**Problem to work on:**
Using the entries below, show all lines with the string "elephant".
___ Recorded data ___
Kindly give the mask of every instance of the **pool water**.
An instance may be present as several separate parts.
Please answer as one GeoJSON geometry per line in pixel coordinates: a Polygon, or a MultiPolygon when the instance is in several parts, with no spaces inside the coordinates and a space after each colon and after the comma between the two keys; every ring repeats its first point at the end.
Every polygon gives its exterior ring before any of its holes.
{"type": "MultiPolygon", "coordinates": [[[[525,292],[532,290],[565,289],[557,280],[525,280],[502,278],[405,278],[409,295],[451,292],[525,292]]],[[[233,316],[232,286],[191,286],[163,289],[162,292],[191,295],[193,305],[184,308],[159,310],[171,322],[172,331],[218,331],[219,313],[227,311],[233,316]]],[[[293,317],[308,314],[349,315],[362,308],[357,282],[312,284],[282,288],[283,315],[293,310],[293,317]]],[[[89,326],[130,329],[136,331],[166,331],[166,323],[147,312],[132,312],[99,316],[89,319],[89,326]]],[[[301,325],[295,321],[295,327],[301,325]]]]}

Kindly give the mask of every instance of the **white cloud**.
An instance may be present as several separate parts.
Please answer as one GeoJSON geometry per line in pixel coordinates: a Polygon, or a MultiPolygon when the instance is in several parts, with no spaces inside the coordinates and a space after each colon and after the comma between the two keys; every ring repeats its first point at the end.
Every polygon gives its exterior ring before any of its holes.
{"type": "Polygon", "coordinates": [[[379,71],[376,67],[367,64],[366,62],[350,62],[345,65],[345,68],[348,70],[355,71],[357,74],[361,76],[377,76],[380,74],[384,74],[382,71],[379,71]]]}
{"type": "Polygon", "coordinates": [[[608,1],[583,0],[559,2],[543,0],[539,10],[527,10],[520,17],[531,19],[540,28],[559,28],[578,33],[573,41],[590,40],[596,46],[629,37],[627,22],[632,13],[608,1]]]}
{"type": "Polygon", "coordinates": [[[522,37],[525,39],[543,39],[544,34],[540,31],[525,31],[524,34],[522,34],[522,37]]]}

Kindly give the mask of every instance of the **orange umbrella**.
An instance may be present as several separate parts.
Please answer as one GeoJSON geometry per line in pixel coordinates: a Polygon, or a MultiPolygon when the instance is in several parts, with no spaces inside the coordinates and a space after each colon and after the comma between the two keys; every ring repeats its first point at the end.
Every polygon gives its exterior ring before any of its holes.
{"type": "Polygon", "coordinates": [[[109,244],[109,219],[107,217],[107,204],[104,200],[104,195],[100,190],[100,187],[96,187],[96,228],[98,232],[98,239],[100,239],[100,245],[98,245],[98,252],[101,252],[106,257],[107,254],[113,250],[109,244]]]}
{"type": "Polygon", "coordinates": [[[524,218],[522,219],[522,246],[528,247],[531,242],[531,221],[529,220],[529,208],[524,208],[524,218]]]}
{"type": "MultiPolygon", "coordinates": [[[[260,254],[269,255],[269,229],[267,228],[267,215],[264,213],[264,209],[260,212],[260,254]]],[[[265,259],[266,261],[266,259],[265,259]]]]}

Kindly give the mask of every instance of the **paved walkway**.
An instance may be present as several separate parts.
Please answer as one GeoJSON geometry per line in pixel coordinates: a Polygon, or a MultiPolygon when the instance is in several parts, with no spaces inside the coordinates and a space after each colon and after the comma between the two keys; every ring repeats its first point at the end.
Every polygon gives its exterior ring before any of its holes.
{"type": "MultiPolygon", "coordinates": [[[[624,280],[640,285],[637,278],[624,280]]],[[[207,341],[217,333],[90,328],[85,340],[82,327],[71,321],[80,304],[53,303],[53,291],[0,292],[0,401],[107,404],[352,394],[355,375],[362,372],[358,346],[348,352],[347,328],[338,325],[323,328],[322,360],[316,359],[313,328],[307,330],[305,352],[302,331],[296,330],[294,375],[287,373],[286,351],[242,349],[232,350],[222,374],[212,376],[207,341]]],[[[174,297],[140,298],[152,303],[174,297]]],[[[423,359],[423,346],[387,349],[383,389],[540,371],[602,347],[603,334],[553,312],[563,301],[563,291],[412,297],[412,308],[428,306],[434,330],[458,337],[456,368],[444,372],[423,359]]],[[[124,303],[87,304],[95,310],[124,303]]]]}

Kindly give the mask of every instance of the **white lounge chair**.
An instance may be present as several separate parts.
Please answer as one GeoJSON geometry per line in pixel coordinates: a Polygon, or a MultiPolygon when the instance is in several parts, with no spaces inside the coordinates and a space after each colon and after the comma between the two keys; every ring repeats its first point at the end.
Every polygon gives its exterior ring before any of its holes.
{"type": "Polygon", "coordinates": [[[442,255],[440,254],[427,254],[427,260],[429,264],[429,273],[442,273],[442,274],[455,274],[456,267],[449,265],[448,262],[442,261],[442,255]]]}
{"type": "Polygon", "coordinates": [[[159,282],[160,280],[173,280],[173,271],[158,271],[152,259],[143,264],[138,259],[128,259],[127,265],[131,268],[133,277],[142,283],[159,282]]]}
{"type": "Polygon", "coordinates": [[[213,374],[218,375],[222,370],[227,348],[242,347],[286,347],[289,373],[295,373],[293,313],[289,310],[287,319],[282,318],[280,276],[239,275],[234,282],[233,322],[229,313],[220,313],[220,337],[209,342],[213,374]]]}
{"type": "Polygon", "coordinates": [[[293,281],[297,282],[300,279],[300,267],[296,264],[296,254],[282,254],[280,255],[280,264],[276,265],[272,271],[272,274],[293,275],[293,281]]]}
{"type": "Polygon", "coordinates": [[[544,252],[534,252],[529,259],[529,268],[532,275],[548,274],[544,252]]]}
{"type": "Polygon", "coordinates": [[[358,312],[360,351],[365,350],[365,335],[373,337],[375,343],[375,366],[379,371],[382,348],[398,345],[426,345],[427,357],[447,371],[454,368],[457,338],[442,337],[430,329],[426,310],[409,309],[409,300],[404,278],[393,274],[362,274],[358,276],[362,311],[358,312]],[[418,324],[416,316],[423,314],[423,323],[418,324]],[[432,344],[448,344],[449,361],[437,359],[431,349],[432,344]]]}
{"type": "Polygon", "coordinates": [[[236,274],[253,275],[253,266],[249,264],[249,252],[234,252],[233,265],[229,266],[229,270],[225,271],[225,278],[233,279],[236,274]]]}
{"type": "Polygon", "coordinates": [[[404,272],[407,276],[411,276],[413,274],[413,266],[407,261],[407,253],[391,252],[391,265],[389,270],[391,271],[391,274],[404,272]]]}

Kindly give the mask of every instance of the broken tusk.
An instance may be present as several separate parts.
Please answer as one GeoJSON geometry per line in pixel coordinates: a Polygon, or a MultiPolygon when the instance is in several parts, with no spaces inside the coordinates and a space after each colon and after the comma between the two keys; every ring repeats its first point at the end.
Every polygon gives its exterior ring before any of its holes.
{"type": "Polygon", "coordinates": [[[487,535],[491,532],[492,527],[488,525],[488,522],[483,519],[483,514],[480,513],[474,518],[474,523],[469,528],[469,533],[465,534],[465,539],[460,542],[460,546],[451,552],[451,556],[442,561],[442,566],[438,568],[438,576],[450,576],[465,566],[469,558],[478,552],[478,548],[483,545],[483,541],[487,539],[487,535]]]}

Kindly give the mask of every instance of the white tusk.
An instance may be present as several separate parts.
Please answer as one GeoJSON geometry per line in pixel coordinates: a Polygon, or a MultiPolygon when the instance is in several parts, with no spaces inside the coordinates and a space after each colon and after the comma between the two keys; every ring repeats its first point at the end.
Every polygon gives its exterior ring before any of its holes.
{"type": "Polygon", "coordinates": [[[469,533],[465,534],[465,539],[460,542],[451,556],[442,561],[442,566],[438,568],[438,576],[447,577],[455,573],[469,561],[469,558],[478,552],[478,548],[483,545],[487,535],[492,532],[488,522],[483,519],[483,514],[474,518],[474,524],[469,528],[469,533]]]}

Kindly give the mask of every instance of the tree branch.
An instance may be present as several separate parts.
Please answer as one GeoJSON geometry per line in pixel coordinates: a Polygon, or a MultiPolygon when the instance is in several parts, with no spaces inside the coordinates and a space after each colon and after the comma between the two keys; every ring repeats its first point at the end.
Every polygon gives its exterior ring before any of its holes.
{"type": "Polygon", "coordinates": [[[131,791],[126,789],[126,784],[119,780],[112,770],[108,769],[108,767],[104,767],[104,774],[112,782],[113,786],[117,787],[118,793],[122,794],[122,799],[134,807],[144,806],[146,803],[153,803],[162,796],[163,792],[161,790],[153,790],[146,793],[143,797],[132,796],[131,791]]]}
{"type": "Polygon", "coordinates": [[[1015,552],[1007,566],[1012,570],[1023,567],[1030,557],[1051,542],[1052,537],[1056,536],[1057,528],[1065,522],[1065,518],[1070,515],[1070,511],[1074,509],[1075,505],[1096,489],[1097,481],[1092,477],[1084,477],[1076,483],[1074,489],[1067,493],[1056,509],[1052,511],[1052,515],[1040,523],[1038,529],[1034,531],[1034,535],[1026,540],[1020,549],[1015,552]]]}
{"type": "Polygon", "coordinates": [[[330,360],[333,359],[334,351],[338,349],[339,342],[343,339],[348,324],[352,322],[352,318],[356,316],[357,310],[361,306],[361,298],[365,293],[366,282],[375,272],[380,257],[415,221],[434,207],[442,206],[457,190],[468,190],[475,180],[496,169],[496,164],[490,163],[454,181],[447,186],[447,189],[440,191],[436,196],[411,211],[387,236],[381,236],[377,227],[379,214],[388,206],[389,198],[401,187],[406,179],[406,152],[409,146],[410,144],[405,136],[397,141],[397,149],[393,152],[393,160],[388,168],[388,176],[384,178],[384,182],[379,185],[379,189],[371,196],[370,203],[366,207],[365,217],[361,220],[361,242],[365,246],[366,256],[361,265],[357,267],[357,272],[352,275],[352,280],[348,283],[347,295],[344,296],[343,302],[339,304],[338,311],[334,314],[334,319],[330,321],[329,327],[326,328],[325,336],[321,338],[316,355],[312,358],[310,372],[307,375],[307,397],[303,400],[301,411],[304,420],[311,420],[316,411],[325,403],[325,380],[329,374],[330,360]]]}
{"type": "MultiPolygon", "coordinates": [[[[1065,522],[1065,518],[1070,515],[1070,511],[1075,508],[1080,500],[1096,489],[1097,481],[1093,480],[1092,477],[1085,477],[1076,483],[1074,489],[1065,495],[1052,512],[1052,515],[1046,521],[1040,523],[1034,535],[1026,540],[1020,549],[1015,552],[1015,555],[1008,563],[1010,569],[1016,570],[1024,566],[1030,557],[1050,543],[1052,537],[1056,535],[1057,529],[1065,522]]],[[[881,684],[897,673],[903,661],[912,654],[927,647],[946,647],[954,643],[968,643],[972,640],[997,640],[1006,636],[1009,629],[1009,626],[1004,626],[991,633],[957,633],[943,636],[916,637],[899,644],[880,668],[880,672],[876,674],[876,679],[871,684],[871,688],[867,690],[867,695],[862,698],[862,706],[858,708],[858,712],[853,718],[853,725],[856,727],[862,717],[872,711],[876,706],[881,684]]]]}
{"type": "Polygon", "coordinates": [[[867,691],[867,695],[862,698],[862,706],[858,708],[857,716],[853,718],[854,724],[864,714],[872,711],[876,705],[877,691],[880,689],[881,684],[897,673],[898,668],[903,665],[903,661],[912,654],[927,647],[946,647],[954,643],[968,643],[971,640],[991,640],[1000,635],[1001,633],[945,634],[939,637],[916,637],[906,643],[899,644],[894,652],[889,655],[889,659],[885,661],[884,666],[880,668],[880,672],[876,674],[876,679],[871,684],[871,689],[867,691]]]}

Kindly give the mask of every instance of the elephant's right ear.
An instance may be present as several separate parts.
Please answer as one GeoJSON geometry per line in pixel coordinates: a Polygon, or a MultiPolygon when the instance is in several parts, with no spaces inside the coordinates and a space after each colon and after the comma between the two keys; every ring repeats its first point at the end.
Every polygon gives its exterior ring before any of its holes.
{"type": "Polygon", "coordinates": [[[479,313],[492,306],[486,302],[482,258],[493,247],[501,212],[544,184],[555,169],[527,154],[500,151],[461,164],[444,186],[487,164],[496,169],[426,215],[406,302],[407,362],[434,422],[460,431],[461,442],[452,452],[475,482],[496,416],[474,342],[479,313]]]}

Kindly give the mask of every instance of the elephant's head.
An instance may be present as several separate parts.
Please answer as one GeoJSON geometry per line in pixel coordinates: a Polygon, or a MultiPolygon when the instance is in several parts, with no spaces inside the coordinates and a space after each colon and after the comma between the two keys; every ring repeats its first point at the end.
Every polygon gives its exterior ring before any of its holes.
___
**Your response:**
Kindly give the mask of every instance of the elephant's right ear.
Kindly give the mask of every instance of the elephant's head.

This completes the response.